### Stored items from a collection
-- Start --
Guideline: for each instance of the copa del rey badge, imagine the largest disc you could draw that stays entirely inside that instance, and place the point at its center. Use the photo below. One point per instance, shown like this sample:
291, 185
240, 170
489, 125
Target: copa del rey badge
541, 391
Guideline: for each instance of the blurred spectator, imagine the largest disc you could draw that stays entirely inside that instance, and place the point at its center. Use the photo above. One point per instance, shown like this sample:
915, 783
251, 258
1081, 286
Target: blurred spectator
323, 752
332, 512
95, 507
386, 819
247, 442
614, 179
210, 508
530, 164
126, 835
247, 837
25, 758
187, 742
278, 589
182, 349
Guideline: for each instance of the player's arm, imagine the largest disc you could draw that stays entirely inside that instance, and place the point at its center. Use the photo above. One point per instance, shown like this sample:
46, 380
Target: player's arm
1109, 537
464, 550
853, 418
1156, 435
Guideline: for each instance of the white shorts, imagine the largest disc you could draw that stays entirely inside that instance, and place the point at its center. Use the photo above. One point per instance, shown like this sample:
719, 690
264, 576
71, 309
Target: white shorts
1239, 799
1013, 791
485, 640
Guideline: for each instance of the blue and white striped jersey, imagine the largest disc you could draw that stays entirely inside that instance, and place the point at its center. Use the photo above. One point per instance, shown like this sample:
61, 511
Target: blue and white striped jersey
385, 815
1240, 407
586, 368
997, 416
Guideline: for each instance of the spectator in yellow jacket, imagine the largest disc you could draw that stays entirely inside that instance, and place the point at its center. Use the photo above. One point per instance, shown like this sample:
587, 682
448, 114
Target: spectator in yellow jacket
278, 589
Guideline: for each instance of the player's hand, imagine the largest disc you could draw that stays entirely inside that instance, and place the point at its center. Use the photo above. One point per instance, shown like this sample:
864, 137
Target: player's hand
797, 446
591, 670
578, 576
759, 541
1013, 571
-- End --
### Stated goal
Edit the material so that every "largest disc" reads "biggest circle", keeping everything else the same.

### Full answer
Guideline: for each instance of the copa del rey badge, imagine the biggest circle you could draw that stays entirely inside that instance, and place the point at its center. Use the photo below. One point per instance, shown like this sample:
291, 185
240, 170
489, 125
Target: copa del rey badge
541, 391
Guideline: for each instance of the blurred spectator, imagine the biggest circle you could draw that stays entirely inside that instance, and place the point at its center. Use the photo above. One point per instance, shown like this sample:
915, 783
251, 258
1081, 286
Target: blurred spectator
323, 752
332, 512
95, 507
386, 819
247, 442
614, 179
210, 508
530, 164
126, 835
247, 837
25, 758
187, 742
278, 589
182, 349
Guideline: for each instance of the player's arm, imagine the biggest circle you could draw that stays entirely inside that instance, and place the point at its center. Use the photo above. One point per instance, shown like this sample:
46, 380
Target: player's arm
1109, 537
464, 550
853, 418
1156, 435
Guideline: for each instance of the white shorts, imagine the biggest circle you could draw that stays entirely inside that instance, and place the point at its center. Use the photo above. One point per instance, shown like this sample:
719, 690
264, 576
71, 309
Target: white shorts
1239, 799
1013, 791
485, 640
Guideline: for each instance of the blue and white striped jersey, imagine the biggest circle you could draw that stays entirely inside that instance, and place the point at its center. Use the photo above. One point per instance, shown like this sample:
61, 511
Target: blue and white striped jersey
385, 815
1240, 407
586, 368
997, 416
Guideline: for each instance of the spectator in yellow jacket, imagine the biggest circle you could draw that stays entirely inside that instance, and place the point at its center. Use the photo above. One point per instance, shown like this sample:
587, 682
448, 114
Target: spectator in yellow jacket
278, 589
Guideline: for each instance of the player's hand, imagine the biggest circle you could draw that stays entirely inside that instance, and place the point at its center. Use the photo above. One point per instance, shown like this sample:
864, 137
Target: player's hand
797, 446
591, 670
578, 576
759, 541
1013, 571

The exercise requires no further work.